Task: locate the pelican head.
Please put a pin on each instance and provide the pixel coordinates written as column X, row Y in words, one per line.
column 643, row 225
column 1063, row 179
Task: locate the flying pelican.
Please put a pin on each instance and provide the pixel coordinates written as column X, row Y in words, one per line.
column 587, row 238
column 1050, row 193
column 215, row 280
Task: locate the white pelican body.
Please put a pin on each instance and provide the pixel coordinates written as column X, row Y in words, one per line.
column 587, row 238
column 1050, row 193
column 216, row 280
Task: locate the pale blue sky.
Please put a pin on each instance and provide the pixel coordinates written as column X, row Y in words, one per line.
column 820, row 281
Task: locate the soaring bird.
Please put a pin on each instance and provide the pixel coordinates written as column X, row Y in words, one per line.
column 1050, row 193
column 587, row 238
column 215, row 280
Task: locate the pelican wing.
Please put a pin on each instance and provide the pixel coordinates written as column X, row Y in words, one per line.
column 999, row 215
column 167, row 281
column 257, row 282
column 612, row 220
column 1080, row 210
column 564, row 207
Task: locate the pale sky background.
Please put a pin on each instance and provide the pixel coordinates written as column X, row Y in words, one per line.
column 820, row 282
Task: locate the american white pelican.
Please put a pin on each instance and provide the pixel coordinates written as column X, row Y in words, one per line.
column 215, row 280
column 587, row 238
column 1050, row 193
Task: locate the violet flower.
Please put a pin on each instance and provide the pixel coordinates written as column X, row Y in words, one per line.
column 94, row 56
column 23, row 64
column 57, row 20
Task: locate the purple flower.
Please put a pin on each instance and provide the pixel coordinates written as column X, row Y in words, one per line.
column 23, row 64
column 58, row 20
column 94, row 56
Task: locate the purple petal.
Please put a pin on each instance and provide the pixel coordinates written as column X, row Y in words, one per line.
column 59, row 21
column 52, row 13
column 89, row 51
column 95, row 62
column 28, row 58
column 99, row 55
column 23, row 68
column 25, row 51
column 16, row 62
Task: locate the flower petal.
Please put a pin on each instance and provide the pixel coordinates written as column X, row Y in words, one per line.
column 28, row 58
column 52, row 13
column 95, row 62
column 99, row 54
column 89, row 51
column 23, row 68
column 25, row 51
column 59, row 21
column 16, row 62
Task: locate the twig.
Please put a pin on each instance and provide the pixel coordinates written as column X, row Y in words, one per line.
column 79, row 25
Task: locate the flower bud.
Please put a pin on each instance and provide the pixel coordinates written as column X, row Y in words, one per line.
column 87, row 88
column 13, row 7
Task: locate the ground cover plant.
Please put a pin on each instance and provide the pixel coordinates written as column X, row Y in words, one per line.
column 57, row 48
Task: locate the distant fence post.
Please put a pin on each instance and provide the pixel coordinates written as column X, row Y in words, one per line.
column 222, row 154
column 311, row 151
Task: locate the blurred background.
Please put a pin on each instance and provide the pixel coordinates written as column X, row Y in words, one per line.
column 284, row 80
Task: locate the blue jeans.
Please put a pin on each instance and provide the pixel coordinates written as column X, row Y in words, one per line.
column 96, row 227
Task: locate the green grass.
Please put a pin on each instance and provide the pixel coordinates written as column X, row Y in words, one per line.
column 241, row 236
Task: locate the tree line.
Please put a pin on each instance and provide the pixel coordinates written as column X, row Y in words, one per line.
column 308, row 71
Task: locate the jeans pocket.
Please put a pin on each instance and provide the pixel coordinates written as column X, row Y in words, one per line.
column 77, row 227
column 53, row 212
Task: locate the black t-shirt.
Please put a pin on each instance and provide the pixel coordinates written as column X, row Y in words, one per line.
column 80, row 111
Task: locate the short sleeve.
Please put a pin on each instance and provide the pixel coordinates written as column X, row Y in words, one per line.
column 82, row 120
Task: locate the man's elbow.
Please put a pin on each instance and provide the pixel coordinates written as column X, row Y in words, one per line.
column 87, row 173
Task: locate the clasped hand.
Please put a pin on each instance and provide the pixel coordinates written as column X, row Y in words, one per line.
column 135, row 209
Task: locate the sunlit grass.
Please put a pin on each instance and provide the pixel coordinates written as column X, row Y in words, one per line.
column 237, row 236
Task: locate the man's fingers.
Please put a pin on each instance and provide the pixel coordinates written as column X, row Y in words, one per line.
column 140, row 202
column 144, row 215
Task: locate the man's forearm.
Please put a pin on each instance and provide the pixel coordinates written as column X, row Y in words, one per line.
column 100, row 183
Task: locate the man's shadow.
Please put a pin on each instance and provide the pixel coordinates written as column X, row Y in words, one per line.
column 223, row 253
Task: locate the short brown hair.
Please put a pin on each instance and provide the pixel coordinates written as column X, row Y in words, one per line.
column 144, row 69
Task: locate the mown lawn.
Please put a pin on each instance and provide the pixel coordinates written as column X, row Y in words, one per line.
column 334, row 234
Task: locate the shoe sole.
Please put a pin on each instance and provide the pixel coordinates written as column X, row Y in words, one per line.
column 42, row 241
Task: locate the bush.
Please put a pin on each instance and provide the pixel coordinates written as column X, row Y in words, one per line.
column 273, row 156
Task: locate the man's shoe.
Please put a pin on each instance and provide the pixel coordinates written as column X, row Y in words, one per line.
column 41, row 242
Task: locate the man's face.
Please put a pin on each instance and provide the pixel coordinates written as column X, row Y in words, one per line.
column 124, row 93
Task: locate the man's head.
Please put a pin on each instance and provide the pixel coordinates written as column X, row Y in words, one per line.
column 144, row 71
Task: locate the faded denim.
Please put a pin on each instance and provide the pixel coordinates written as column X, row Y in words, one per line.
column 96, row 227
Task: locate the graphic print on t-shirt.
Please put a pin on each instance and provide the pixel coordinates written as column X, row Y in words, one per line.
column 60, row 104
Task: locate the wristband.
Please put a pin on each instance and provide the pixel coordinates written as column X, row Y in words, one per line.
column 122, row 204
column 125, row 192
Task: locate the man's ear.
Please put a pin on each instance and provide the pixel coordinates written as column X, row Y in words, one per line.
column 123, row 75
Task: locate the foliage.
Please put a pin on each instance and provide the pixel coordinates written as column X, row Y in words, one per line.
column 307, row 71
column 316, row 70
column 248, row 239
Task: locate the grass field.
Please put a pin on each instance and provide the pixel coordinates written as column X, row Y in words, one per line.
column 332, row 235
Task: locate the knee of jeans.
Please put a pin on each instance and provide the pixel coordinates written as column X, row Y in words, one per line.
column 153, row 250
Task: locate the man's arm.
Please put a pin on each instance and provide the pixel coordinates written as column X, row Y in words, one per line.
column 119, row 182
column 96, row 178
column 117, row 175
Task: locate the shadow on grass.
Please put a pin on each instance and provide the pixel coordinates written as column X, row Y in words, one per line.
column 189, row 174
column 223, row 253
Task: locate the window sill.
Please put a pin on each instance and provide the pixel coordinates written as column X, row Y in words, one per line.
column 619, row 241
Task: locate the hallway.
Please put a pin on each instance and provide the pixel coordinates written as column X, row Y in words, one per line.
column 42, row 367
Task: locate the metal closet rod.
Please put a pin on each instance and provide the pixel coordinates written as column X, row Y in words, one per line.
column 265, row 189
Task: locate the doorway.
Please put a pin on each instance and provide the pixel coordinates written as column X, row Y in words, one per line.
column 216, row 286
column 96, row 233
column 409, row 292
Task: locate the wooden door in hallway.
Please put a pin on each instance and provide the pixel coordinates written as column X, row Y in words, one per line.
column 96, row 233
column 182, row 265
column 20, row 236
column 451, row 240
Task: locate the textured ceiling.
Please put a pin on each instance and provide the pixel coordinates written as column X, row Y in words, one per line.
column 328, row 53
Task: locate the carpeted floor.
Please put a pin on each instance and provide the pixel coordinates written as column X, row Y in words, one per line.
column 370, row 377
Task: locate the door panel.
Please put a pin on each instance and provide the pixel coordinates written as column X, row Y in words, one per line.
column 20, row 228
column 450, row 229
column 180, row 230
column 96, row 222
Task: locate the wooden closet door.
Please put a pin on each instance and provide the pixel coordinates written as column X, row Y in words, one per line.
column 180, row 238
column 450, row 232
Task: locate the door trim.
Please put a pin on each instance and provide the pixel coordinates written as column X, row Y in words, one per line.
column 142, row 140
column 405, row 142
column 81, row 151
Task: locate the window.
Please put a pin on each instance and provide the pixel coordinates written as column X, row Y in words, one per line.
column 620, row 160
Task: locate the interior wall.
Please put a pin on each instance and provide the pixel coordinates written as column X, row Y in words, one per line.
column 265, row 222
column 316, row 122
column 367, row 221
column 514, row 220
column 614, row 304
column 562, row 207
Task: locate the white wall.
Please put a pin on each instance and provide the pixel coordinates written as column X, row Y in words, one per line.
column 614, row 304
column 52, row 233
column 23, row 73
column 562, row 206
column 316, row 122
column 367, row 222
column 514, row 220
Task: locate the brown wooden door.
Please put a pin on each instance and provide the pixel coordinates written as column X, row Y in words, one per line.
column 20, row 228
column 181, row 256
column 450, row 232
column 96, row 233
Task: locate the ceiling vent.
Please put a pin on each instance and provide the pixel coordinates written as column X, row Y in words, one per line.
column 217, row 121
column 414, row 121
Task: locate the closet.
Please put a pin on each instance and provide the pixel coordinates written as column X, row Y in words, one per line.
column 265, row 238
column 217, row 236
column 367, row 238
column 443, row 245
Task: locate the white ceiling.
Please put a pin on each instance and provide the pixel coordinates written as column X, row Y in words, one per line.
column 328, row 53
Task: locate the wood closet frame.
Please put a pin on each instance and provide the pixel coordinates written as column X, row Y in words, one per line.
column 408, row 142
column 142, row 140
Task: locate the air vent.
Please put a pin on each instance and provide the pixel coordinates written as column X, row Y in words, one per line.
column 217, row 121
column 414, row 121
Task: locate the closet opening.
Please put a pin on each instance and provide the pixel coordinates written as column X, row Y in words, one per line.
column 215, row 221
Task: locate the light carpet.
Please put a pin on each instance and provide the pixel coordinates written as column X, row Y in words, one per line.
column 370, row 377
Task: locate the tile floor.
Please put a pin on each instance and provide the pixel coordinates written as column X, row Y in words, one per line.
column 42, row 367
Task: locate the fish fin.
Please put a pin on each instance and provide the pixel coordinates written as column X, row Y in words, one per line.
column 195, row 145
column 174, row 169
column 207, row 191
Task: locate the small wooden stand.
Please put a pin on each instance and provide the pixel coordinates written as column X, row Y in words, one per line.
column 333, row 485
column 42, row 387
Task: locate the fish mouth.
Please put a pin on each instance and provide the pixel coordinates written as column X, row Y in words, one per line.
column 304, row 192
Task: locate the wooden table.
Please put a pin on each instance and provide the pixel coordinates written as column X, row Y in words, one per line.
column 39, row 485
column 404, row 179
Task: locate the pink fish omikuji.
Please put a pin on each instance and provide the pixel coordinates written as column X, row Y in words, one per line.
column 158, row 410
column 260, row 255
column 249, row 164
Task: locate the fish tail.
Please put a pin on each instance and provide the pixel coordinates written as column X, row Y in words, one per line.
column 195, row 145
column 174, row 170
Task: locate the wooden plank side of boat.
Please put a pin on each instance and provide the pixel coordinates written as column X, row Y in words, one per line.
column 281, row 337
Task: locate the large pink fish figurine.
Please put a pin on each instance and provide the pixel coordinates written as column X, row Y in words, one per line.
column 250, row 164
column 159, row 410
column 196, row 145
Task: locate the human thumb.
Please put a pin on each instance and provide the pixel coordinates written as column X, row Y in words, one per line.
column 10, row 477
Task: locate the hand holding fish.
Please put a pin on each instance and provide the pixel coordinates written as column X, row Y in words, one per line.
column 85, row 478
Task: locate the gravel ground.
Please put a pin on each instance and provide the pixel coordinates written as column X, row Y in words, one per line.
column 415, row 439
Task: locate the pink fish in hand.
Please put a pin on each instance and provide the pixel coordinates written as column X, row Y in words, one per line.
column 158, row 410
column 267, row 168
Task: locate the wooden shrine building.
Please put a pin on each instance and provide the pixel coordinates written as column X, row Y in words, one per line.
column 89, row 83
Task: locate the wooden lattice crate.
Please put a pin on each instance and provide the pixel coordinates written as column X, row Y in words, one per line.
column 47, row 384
——————
Copy out each line of the material above, word for word, from the first down to the line containing "Task: locate the flying pelican.". Add nothing.

Task: locate the pelican head.
Please put a pin on each instance and provide the pixel coordinates written as column X, row Y in words, one per line.
column 643, row 225
column 1063, row 179
Task: locate the flying pelican.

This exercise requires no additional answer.